[데이터 목록]
╭──
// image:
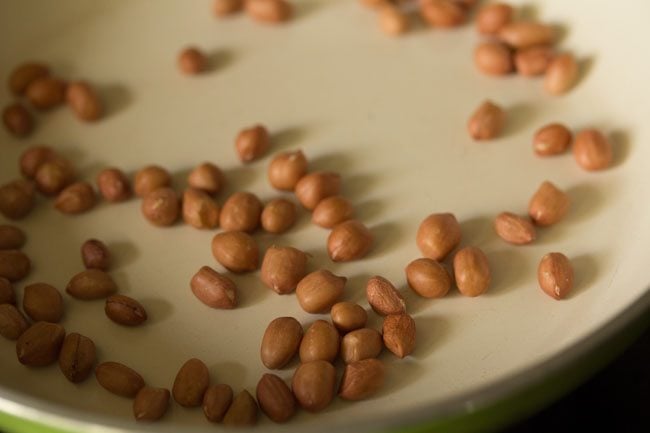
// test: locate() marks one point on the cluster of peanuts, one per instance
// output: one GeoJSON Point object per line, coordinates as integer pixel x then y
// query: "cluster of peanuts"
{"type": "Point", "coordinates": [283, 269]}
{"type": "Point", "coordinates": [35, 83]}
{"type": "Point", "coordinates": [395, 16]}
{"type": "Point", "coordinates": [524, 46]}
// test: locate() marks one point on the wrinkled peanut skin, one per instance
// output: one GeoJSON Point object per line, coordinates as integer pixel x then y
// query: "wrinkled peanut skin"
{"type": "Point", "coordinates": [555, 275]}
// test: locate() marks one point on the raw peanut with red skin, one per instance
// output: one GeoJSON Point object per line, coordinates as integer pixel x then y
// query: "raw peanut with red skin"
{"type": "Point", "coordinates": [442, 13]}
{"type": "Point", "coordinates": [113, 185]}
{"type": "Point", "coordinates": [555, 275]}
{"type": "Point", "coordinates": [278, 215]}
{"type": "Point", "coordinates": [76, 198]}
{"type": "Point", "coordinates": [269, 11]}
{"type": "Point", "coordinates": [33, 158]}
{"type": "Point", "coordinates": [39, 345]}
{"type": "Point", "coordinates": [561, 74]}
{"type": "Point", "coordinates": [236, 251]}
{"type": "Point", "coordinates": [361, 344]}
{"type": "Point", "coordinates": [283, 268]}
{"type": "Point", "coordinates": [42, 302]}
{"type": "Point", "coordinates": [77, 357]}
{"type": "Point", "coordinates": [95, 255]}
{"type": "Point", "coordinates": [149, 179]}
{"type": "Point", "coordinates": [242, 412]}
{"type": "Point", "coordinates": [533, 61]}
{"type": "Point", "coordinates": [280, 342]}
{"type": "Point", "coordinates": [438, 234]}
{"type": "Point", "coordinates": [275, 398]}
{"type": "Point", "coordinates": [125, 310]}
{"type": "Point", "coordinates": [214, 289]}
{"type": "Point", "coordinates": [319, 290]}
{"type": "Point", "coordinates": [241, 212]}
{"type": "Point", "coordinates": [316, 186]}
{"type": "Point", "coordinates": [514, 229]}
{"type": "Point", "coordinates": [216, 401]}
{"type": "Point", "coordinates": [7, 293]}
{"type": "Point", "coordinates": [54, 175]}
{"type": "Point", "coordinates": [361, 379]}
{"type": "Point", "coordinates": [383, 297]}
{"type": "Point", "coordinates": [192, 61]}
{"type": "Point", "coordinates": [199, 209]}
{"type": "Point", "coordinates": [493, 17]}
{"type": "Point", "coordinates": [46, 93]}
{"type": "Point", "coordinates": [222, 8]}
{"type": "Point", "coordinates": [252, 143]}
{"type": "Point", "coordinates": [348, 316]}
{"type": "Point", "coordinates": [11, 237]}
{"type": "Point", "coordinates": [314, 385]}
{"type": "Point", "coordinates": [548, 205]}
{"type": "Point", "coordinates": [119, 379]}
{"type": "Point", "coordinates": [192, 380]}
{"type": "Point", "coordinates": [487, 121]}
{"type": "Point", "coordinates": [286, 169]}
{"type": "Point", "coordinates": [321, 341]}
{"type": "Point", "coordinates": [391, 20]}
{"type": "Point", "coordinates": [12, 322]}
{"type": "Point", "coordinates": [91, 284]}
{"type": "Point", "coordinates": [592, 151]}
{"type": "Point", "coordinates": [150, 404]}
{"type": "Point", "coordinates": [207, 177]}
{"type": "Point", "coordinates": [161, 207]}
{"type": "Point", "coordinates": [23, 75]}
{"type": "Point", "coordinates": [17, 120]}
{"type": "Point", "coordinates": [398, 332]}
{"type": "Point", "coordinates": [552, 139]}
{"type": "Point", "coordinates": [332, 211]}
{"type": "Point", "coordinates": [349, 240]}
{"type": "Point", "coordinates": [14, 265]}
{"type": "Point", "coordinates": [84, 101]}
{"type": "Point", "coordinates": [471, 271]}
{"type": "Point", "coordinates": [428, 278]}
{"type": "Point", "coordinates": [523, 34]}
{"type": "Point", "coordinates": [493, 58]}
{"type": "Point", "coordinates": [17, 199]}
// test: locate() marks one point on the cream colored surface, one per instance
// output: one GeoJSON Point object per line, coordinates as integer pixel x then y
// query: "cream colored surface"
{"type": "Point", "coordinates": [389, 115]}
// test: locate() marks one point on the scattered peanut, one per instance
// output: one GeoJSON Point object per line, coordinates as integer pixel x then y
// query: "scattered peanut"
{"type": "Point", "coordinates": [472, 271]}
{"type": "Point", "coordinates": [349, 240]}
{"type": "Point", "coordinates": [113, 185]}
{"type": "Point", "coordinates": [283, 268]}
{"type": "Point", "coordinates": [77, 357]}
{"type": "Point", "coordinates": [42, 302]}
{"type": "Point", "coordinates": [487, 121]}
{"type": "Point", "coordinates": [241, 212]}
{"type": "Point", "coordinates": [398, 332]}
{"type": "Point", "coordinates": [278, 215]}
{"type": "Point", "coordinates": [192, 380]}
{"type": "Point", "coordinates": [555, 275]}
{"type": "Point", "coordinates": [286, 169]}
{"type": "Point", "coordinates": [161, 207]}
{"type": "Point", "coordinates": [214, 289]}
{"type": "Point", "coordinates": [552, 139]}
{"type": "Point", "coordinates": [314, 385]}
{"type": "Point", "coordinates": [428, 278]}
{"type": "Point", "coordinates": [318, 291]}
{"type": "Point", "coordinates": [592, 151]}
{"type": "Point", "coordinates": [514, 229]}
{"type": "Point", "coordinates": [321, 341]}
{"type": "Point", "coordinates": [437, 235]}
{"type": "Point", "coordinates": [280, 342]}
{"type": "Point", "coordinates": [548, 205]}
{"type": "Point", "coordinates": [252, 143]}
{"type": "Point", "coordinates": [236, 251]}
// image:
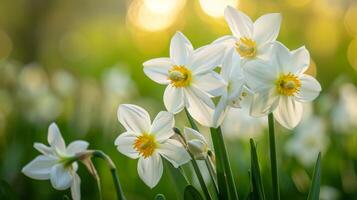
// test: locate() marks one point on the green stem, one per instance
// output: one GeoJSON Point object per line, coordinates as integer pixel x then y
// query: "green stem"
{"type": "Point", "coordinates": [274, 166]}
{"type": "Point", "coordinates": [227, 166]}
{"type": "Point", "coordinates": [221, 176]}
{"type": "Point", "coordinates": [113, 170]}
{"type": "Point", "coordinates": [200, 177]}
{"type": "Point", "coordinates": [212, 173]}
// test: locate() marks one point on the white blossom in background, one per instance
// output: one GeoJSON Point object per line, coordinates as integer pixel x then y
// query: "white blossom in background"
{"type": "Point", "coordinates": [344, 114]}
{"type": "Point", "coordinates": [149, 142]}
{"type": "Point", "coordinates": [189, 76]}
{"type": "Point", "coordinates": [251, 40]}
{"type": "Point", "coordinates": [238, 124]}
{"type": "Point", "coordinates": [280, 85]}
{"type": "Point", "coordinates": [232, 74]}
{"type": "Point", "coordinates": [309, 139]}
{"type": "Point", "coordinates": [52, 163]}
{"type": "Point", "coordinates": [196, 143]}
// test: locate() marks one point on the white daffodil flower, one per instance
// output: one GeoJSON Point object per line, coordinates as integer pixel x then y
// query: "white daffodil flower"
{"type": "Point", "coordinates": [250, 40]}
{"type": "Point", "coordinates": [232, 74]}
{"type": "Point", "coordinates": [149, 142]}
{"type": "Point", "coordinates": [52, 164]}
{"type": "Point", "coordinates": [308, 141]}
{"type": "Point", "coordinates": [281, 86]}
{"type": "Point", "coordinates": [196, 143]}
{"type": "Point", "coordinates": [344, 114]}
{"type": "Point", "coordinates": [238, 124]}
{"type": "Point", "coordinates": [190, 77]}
╰──
╭──
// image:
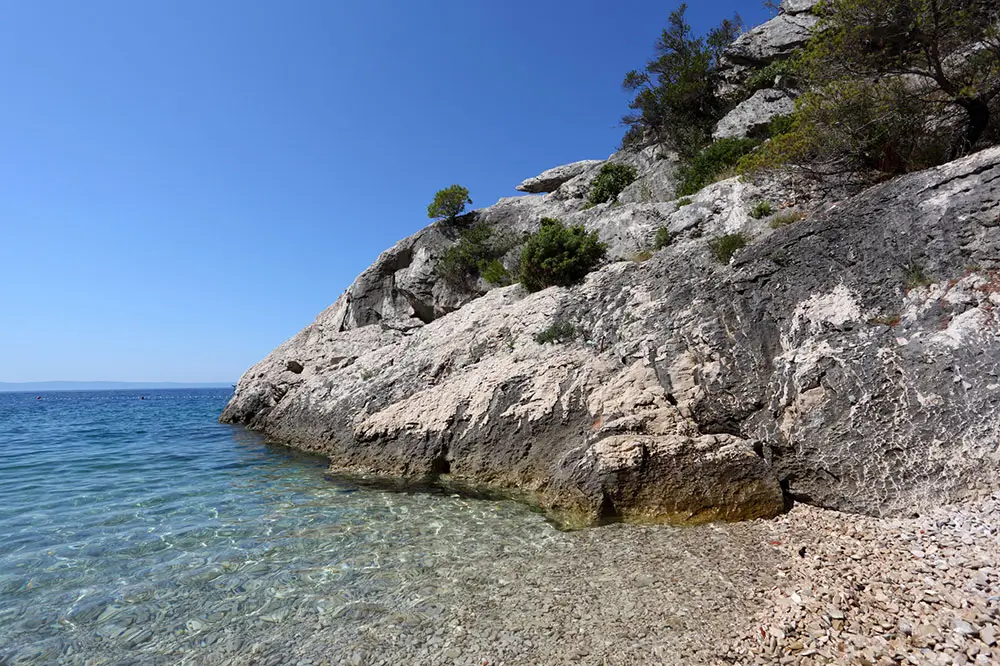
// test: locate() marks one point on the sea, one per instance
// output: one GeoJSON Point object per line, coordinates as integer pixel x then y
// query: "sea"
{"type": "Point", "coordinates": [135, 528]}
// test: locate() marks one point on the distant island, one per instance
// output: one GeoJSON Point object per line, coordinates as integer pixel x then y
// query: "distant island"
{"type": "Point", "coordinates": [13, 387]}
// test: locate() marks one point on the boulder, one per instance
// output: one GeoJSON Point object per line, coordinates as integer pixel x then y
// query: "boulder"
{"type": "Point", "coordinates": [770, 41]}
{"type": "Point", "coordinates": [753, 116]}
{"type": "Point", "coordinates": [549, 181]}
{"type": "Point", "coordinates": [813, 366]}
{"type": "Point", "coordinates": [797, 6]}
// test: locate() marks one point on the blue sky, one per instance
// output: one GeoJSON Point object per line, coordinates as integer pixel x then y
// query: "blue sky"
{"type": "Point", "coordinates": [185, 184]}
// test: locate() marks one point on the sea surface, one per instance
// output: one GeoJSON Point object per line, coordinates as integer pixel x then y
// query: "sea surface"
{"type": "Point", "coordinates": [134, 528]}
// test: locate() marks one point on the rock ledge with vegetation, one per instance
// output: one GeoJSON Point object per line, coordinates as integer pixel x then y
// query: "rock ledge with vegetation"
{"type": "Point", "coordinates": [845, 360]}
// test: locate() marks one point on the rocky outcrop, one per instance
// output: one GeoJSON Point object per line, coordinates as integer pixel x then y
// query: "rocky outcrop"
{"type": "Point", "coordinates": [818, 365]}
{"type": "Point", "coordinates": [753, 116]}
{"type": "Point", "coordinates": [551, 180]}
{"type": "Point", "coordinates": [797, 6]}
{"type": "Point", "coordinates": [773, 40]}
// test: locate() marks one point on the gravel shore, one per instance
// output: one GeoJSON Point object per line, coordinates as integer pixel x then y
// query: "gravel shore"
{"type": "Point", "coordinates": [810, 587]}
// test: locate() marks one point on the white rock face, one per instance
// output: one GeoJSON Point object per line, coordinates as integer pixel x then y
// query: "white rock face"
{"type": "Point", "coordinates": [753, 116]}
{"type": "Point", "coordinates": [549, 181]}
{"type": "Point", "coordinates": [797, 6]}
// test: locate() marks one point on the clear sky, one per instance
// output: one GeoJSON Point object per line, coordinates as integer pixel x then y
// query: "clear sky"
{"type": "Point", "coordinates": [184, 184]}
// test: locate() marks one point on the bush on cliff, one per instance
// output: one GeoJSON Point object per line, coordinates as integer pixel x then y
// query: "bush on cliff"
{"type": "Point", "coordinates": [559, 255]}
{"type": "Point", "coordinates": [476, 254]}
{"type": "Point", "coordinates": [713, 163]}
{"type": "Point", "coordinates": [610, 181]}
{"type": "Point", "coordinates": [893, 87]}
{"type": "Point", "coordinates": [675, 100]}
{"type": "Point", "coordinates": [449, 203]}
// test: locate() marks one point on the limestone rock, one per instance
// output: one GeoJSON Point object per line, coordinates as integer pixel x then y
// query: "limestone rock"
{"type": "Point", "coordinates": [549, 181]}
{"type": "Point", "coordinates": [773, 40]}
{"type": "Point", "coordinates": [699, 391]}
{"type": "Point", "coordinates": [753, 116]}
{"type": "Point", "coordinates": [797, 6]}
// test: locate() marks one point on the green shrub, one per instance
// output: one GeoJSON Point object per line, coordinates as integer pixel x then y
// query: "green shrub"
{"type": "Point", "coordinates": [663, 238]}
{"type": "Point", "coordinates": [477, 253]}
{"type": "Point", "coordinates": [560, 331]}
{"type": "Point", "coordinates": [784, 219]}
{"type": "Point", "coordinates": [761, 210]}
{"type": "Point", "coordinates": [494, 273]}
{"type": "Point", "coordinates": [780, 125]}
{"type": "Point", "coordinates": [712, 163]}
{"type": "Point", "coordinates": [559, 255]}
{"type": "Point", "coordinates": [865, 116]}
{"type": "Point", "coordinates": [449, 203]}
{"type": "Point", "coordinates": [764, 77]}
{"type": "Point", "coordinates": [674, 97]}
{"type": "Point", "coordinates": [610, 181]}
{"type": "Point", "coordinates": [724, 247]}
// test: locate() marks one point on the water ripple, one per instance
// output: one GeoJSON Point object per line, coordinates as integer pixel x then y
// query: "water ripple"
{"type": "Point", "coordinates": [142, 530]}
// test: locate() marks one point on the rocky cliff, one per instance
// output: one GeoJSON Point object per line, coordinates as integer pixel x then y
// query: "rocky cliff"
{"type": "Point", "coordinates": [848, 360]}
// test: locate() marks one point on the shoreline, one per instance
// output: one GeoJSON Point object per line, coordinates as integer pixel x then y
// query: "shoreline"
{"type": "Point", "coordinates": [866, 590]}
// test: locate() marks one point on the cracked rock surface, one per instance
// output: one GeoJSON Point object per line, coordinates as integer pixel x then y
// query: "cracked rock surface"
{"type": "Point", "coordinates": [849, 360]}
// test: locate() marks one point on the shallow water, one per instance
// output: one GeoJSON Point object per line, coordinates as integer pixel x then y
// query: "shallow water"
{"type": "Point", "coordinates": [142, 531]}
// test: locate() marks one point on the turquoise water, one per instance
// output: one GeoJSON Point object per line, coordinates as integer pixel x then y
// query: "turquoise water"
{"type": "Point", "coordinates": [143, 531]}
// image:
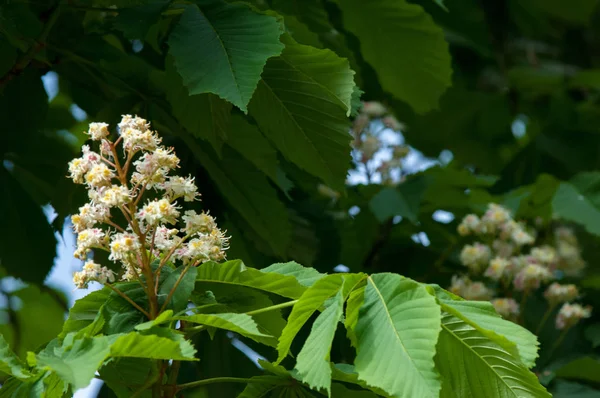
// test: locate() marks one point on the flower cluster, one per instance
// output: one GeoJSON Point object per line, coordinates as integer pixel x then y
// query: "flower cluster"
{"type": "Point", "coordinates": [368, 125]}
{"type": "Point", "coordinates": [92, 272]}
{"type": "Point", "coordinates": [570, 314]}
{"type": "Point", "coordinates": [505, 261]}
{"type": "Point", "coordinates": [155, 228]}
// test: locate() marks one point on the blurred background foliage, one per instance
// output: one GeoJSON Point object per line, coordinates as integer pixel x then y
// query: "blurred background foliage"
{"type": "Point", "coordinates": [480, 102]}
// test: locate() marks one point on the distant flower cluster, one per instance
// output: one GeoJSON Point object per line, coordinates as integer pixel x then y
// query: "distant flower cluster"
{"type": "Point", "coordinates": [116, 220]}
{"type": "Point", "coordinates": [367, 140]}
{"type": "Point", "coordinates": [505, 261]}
╰──
### 과제
위 데이터 목록에서 문자열 "blossom"가 포함된 줄만 걸러 내어 원래 순서대로 모두 옮겨 적으시오.

### 과제 답안
// test: locate() marks one point on the white blossom in background, one per instance
// query: "white blossom in background"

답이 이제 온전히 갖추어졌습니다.